## Goal
Gather every line in the stored records below that contains the string "bird", and copy each one unchanged.

[Stored records]
....................
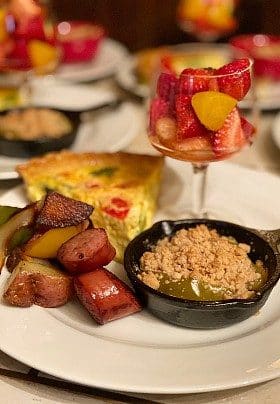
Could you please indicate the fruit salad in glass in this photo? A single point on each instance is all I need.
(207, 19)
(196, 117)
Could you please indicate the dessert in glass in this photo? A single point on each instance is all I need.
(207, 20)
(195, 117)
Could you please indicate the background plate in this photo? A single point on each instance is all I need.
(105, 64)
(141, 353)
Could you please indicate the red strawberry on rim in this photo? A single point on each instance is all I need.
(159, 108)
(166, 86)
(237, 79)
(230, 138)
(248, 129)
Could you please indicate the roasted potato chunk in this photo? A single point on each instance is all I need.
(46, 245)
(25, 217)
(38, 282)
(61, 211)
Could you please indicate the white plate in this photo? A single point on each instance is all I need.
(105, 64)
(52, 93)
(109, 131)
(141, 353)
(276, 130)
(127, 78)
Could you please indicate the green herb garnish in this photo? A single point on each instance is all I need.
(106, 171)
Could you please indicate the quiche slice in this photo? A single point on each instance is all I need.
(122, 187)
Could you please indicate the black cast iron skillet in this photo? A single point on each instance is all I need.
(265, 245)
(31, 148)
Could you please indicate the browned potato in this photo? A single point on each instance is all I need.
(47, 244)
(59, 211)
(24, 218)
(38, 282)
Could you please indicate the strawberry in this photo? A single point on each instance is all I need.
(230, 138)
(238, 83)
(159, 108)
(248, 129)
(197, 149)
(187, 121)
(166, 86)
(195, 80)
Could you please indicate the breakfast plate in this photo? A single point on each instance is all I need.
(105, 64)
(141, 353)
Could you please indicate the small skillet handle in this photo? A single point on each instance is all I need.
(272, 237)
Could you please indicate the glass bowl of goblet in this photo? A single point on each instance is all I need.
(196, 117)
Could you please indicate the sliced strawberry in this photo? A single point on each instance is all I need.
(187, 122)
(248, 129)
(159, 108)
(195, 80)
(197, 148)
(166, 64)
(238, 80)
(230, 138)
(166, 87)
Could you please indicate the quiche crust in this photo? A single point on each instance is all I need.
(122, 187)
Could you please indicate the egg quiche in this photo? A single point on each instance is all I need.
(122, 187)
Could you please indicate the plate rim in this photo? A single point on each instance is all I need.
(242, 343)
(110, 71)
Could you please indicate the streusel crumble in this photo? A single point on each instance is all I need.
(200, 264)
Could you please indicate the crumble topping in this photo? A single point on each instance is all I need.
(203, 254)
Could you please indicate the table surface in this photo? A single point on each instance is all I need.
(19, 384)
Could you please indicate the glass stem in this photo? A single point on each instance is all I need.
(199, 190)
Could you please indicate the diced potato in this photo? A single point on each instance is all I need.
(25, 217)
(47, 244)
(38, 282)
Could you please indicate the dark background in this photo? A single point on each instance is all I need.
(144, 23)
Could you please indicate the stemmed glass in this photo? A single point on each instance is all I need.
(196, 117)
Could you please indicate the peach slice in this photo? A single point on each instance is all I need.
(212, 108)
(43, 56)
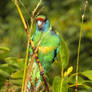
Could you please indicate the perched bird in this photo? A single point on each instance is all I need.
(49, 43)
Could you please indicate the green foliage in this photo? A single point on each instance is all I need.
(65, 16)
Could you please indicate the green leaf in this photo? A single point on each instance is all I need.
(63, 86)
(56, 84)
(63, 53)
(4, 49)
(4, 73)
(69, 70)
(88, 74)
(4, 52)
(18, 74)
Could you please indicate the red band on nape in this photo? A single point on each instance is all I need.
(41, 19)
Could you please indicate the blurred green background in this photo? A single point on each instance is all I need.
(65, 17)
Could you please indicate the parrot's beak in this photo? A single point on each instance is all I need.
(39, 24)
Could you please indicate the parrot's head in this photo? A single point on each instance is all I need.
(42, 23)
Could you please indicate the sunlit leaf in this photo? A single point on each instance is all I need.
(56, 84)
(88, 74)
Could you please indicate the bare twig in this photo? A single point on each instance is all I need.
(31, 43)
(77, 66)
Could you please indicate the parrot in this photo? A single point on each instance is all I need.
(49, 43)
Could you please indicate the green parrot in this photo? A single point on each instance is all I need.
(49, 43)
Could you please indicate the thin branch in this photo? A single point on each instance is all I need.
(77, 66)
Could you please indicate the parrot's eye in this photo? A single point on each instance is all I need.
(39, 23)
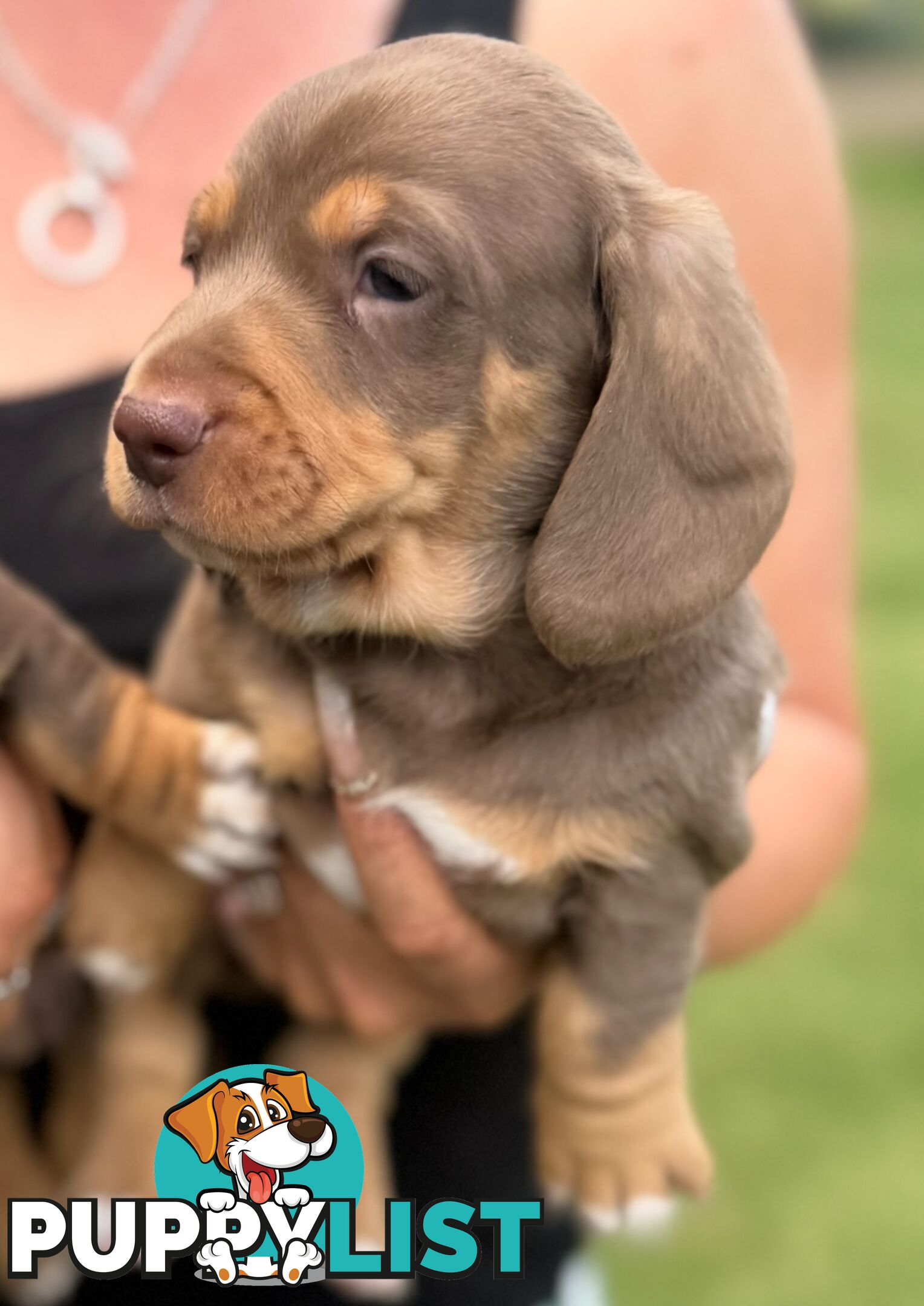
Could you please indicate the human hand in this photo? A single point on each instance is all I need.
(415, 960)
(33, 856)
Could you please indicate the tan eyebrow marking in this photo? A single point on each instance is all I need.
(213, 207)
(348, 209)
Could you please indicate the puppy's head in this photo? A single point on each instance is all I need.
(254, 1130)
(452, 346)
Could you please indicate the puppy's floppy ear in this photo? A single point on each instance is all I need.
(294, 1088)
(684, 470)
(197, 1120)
....................
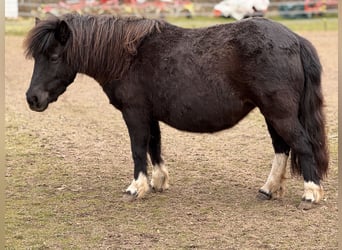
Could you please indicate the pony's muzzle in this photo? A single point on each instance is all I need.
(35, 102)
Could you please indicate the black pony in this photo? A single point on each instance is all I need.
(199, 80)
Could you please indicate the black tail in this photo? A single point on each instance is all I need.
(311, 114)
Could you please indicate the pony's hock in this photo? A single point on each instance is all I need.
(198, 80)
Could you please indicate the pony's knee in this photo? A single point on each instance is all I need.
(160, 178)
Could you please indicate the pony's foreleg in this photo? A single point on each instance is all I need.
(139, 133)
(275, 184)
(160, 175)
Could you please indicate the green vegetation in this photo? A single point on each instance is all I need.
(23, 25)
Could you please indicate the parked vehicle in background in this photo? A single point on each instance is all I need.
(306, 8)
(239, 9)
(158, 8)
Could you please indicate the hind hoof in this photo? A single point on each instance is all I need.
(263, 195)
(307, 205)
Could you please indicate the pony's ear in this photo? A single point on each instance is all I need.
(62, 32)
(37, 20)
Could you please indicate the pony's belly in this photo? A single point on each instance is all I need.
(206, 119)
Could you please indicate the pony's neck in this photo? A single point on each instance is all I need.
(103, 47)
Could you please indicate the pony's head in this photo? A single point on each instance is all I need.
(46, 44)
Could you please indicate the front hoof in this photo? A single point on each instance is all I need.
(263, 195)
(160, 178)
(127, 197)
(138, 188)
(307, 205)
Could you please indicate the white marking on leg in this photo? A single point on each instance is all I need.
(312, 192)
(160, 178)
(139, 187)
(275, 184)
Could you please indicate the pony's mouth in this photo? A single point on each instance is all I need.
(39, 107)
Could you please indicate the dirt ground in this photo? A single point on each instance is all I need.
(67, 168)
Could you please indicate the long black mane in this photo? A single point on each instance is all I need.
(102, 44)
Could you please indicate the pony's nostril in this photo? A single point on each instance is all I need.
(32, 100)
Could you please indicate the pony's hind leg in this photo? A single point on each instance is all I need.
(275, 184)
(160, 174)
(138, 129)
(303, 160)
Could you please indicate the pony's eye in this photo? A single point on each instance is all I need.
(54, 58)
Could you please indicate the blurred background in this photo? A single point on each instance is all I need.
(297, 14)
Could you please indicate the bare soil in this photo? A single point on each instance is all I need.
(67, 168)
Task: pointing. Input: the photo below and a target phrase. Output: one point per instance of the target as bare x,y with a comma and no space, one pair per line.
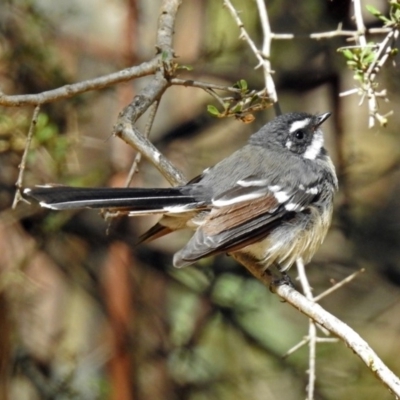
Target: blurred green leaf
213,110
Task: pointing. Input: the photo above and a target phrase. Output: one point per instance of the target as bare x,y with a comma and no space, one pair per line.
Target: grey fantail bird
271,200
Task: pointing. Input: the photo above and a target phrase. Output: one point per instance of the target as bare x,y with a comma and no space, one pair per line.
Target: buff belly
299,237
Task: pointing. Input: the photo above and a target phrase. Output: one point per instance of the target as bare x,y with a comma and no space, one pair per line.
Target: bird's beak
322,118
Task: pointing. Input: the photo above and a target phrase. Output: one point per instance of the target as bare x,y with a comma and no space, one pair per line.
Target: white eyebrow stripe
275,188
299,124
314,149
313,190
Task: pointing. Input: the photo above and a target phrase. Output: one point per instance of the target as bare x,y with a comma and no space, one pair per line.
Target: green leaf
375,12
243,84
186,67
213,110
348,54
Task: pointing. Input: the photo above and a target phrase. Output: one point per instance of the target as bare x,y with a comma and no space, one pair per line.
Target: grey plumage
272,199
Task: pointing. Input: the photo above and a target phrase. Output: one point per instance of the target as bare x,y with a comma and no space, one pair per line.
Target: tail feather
....................
## Output
Could you please indicate the perched bird in this photo? A single point on each instance is all I need.
Target: grey fantail bird
Target: bird's beak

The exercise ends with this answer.